- What this task involves
Give back exactly the lines from the "Please put a point on each instance of the green leaf" line to the final line of the records, and only those, minus any pictures.

**** Raw data

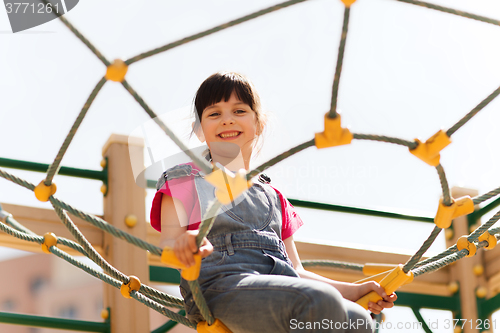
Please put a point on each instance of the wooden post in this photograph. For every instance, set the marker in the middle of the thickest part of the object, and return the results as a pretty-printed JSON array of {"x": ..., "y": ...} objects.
[
  {"x": 125, "y": 197},
  {"x": 462, "y": 270}
]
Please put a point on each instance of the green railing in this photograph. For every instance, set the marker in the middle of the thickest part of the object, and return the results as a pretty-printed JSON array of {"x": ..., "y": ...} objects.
[{"x": 58, "y": 323}]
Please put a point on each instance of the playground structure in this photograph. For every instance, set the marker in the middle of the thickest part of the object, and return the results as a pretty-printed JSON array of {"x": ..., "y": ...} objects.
[{"x": 124, "y": 210}]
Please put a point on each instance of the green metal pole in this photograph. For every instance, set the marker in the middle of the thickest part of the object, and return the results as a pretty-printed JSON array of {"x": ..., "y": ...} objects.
[
  {"x": 361, "y": 211},
  {"x": 58, "y": 323},
  {"x": 65, "y": 171}
]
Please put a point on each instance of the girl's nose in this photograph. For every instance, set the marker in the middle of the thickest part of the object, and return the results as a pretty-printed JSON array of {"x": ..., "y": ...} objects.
[{"x": 228, "y": 121}]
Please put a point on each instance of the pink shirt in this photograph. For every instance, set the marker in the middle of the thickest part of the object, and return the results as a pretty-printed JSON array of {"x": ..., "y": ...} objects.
[{"x": 184, "y": 190}]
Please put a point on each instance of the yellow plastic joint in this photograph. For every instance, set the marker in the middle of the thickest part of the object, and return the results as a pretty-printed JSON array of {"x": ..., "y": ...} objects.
[
  {"x": 228, "y": 185},
  {"x": 133, "y": 284},
  {"x": 459, "y": 207},
  {"x": 372, "y": 269},
  {"x": 116, "y": 71},
  {"x": 49, "y": 239},
  {"x": 43, "y": 192},
  {"x": 130, "y": 220},
  {"x": 216, "y": 327},
  {"x": 348, "y": 3},
  {"x": 429, "y": 151},
  {"x": 391, "y": 282},
  {"x": 333, "y": 135},
  {"x": 491, "y": 239},
  {"x": 105, "y": 314},
  {"x": 463, "y": 243},
  {"x": 191, "y": 273}
]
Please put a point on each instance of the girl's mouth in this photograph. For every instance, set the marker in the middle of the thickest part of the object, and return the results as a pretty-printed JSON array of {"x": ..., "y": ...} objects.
[{"x": 229, "y": 135}]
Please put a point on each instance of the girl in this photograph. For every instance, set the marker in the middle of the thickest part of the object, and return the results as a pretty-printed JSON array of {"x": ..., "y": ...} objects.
[{"x": 251, "y": 275}]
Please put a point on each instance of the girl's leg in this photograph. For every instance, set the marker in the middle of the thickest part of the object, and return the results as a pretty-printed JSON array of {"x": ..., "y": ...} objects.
[{"x": 275, "y": 303}]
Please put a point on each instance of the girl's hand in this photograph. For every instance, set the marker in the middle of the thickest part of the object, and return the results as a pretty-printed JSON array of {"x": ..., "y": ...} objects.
[
  {"x": 185, "y": 247},
  {"x": 387, "y": 301}
]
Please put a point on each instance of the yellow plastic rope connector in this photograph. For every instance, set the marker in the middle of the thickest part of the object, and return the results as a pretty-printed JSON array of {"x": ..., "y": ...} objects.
[
  {"x": 453, "y": 287},
  {"x": 491, "y": 239},
  {"x": 49, "y": 239},
  {"x": 116, "y": 71},
  {"x": 478, "y": 269},
  {"x": 372, "y": 269},
  {"x": 391, "y": 282},
  {"x": 130, "y": 220},
  {"x": 333, "y": 135},
  {"x": 481, "y": 292},
  {"x": 133, "y": 284},
  {"x": 43, "y": 192},
  {"x": 228, "y": 185},
  {"x": 429, "y": 151},
  {"x": 216, "y": 327},
  {"x": 459, "y": 207},
  {"x": 105, "y": 314},
  {"x": 463, "y": 243},
  {"x": 190, "y": 274},
  {"x": 348, "y": 3}
]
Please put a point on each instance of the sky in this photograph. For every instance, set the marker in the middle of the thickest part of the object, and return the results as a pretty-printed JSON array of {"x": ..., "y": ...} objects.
[{"x": 408, "y": 72}]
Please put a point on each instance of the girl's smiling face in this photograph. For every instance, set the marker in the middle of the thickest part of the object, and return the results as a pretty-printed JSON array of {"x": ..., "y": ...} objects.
[{"x": 233, "y": 121}]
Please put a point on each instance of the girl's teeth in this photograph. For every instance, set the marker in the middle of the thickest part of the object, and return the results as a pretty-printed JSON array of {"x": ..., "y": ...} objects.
[{"x": 229, "y": 135}]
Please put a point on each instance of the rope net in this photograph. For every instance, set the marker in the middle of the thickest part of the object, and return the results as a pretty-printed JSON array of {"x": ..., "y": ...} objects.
[{"x": 160, "y": 301}]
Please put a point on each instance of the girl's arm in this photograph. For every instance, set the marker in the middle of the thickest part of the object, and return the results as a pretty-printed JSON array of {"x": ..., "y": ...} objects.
[
  {"x": 350, "y": 291},
  {"x": 174, "y": 233}
]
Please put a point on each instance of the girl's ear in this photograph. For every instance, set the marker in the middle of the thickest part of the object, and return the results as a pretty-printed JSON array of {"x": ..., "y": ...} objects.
[
  {"x": 260, "y": 126},
  {"x": 198, "y": 131}
]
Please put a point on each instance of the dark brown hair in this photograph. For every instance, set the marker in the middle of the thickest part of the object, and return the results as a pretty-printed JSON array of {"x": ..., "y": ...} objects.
[{"x": 220, "y": 86}]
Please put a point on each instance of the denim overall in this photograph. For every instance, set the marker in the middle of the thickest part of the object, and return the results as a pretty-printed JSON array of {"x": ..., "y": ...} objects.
[{"x": 248, "y": 281}]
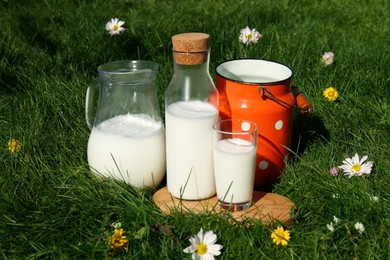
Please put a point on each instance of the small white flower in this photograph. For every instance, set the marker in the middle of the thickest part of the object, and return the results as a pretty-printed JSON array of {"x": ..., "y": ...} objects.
[
  {"x": 327, "y": 58},
  {"x": 330, "y": 227},
  {"x": 203, "y": 246},
  {"x": 248, "y": 36},
  {"x": 374, "y": 198},
  {"x": 336, "y": 196},
  {"x": 115, "y": 26},
  {"x": 359, "y": 227},
  {"x": 355, "y": 167}
]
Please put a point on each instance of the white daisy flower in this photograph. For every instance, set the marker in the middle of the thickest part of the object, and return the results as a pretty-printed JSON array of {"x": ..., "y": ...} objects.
[
  {"x": 248, "y": 36},
  {"x": 203, "y": 246},
  {"x": 115, "y": 26},
  {"x": 359, "y": 227},
  {"x": 330, "y": 227},
  {"x": 355, "y": 167}
]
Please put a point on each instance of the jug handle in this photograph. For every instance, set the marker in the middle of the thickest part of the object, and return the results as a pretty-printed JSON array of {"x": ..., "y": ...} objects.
[
  {"x": 89, "y": 101},
  {"x": 305, "y": 107}
]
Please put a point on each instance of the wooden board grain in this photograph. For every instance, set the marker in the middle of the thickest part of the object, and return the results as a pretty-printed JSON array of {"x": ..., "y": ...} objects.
[{"x": 266, "y": 207}]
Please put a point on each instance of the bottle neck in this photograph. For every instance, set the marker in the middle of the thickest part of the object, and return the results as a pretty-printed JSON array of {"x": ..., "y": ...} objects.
[{"x": 191, "y": 60}]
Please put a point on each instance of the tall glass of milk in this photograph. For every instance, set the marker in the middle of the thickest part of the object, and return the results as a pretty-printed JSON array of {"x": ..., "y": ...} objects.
[
  {"x": 191, "y": 109},
  {"x": 235, "y": 144},
  {"x": 127, "y": 140}
]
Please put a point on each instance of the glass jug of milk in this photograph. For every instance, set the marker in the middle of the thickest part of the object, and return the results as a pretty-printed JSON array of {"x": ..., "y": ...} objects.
[{"x": 127, "y": 140}]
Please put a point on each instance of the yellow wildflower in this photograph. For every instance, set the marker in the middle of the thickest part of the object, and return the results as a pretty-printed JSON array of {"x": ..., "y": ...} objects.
[
  {"x": 280, "y": 236},
  {"x": 331, "y": 94},
  {"x": 118, "y": 240}
]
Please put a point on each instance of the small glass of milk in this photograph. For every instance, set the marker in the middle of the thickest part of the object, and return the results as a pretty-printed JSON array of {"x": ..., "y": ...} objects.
[{"x": 234, "y": 151}]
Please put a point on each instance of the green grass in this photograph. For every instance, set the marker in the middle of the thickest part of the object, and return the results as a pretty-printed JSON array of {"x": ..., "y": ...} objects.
[{"x": 52, "y": 207}]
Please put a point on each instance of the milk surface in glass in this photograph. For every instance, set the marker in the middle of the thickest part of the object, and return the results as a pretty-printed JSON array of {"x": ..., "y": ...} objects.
[
  {"x": 129, "y": 148},
  {"x": 189, "y": 137},
  {"x": 234, "y": 162}
]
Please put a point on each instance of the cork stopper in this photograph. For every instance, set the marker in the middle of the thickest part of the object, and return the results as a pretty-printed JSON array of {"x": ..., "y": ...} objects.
[{"x": 191, "y": 48}]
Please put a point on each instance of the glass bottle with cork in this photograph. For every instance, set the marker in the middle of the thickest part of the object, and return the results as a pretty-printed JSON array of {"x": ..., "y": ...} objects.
[{"x": 191, "y": 109}]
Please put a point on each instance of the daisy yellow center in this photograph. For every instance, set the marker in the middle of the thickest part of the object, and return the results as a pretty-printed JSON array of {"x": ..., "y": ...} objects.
[
  {"x": 331, "y": 93},
  {"x": 118, "y": 240},
  {"x": 201, "y": 248},
  {"x": 356, "y": 168}
]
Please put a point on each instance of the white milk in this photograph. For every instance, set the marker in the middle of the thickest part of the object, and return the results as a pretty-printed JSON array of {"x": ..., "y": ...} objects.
[
  {"x": 189, "y": 135},
  {"x": 129, "y": 148},
  {"x": 234, "y": 164}
]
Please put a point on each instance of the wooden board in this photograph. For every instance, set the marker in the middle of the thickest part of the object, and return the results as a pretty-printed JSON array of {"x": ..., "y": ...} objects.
[{"x": 265, "y": 207}]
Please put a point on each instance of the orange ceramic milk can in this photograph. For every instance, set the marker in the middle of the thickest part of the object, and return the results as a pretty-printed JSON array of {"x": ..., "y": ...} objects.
[{"x": 260, "y": 91}]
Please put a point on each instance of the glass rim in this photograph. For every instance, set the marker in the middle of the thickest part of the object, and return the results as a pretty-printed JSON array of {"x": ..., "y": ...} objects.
[
  {"x": 242, "y": 132},
  {"x": 127, "y": 66}
]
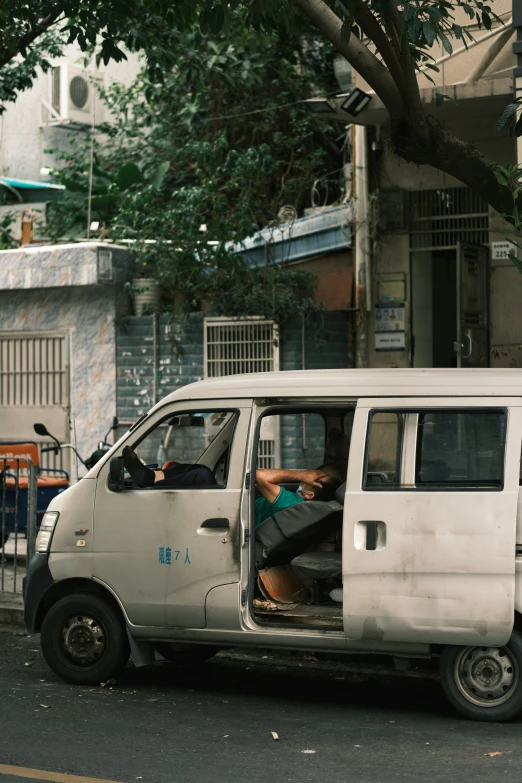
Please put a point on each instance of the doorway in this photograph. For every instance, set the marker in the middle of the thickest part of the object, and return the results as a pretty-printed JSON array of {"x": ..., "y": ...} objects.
[
  {"x": 449, "y": 260},
  {"x": 434, "y": 308}
]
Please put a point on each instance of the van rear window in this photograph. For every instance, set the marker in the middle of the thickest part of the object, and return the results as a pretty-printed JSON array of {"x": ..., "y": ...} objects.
[
  {"x": 463, "y": 448},
  {"x": 453, "y": 449}
]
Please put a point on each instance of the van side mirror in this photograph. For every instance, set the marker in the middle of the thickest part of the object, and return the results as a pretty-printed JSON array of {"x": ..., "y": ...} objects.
[{"x": 116, "y": 473}]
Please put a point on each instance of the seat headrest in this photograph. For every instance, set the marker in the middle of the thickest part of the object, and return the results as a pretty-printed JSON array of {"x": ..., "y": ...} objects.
[
  {"x": 341, "y": 491},
  {"x": 338, "y": 446}
]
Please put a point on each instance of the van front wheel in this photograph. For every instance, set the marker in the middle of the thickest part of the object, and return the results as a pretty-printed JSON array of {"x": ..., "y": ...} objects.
[
  {"x": 484, "y": 683},
  {"x": 84, "y": 640}
]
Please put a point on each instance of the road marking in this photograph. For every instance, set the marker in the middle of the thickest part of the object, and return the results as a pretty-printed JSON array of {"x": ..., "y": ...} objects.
[{"x": 45, "y": 775}]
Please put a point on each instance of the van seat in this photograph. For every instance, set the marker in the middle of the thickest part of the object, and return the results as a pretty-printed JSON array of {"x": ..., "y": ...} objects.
[
  {"x": 318, "y": 565},
  {"x": 286, "y": 534}
]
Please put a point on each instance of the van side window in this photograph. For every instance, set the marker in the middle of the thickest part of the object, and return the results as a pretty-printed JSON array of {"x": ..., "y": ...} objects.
[
  {"x": 451, "y": 449},
  {"x": 460, "y": 448},
  {"x": 384, "y": 449}
]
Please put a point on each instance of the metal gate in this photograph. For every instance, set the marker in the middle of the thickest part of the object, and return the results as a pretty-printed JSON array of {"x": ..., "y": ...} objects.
[
  {"x": 444, "y": 217},
  {"x": 234, "y": 346},
  {"x": 18, "y": 520},
  {"x": 34, "y": 386}
]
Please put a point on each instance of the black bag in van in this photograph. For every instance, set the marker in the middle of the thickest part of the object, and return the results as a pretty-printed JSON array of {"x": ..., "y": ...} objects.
[{"x": 286, "y": 534}]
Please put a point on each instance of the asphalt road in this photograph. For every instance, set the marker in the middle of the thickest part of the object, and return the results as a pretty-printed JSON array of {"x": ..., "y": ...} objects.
[{"x": 167, "y": 724}]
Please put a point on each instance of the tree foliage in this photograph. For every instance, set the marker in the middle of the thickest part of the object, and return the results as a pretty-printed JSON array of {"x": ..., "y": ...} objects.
[
  {"x": 386, "y": 41},
  {"x": 189, "y": 168}
]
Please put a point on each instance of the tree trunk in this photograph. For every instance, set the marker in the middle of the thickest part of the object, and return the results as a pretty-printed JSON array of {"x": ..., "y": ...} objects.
[{"x": 455, "y": 157}]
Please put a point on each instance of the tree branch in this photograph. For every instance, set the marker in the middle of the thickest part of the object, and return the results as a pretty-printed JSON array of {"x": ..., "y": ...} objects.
[
  {"x": 411, "y": 93},
  {"x": 358, "y": 55},
  {"x": 25, "y": 40},
  {"x": 455, "y": 157},
  {"x": 370, "y": 26}
]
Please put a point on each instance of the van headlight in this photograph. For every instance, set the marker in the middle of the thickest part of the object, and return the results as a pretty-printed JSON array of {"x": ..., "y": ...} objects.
[{"x": 45, "y": 534}]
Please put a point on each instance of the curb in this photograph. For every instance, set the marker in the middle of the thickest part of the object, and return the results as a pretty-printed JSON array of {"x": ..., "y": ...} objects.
[{"x": 12, "y": 615}]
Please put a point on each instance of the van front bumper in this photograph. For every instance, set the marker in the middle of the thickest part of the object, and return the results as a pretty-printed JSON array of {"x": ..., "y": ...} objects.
[{"x": 36, "y": 583}]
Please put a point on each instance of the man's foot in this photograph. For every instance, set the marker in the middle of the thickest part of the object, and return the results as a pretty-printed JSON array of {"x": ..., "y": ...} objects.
[{"x": 140, "y": 474}]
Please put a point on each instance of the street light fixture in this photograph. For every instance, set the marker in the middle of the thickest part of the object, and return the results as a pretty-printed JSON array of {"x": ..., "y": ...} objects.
[{"x": 320, "y": 105}]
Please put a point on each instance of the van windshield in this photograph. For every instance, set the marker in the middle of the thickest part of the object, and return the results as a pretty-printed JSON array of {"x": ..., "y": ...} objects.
[{"x": 188, "y": 437}]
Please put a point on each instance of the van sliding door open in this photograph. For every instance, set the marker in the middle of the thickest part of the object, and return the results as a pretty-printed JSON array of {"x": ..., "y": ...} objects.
[{"x": 430, "y": 520}]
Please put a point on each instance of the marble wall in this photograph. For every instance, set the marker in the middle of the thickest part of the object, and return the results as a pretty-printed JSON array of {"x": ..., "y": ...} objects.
[{"x": 58, "y": 291}]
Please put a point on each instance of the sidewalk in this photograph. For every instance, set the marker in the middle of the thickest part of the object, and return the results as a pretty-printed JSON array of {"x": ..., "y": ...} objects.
[{"x": 11, "y": 603}]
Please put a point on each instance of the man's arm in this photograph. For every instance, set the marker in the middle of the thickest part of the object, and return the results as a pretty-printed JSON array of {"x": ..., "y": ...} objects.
[{"x": 269, "y": 479}]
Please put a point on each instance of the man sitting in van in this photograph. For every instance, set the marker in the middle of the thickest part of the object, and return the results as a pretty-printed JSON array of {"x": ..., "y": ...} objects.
[{"x": 319, "y": 484}]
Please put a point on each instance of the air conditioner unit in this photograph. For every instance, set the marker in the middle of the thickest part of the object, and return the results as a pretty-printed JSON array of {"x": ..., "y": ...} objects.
[{"x": 74, "y": 97}]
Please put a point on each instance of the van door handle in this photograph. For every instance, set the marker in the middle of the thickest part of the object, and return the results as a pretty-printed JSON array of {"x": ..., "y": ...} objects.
[{"x": 216, "y": 522}]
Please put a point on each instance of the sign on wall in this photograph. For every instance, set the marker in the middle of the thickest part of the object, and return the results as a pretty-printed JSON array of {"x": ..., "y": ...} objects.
[
  {"x": 390, "y": 327},
  {"x": 500, "y": 250}
]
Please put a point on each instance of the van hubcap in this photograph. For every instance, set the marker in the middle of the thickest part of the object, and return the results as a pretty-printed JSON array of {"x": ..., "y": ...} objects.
[
  {"x": 83, "y": 639},
  {"x": 486, "y": 676}
]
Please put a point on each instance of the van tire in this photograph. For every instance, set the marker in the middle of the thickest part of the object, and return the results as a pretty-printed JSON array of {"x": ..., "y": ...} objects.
[
  {"x": 186, "y": 654},
  {"x": 472, "y": 676},
  {"x": 84, "y": 640}
]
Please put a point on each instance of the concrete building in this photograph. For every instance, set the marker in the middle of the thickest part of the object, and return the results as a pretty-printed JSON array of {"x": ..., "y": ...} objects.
[
  {"x": 440, "y": 290},
  {"x": 61, "y": 103}
]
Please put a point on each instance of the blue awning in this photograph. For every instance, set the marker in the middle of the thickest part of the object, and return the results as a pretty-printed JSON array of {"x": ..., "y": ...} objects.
[
  {"x": 324, "y": 232},
  {"x": 29, "y": 184}
]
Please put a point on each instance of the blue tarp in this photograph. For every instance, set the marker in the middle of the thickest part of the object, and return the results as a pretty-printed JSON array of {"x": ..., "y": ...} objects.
[{"x": 28, "y": 184}]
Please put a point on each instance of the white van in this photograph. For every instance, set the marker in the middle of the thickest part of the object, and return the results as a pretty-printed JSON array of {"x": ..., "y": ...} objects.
[{"x": 426, "y": 531}]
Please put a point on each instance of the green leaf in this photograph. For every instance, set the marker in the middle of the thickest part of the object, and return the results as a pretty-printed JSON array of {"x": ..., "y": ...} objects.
[
  {"x": 128, "y": 175},
  {"x": 216, "y": 19},
  {"x": 430, "y": 32},
  {"x": 158, "y": 176},
  {"x": 446, "y": 43},
  {"x": 99, "y": 202}
]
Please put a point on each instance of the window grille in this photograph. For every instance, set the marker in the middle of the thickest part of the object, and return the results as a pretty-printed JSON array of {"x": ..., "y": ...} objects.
[
  {"x": 442, "y": 218},
  {"x": 32, "y": 370},
  {"x": 234, "y": 346}
]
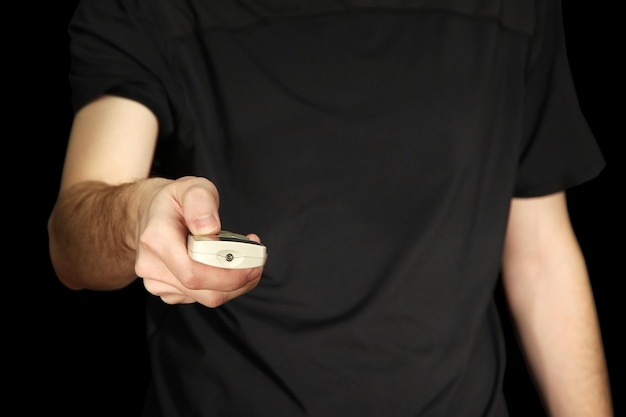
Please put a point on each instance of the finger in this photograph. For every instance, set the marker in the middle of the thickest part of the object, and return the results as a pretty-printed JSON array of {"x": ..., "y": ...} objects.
[{"x": 200, "y": 203}]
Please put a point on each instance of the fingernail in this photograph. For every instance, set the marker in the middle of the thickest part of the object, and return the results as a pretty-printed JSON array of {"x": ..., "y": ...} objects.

********

- Reply to the task
Please put a point on each instance of the green leaf in this photograph. For every instance, set the marker in the middle of the thickest part of the object, and return the results as a pretty-printed JSON array of {"x": ..., "y": ...} objects.
[
  {"x": 128, "y": 175},
  {"x": 216, "y": 19},
  {"x": 430, "y": 32},
  {"x": 158, "y": 176},
  {"x": 446, "y": 43},
  {"x": 99, "y": 202}
]
Please put a point on each instance of the window grille in this photograph. For every instance, set the marker in the middle of the thickest part of the object, and return the results as a pretty-printed JSON array of {"x": ..., "y": ...} objects.
[
  {"x": 442, "y": 218},
  {"x": 32, "y": 370},
  {"x": 234, "y": 346}
]
Please put a point on each instance of the finger in this photograph. For every instance, set the marker in the middle of the thickest part of the object, and return the results as a pretty-printed JSON array of {"x": ..., "y": ...} objects.
[{"x": 200, "y": 203}]
Please put a point on each instance of the fingernail in this photograph. For every instance, set the marker in the middle of the thickest part of the object, and return the results as a pretty-printed JSON array of {"x": ..., "y": ...} objects.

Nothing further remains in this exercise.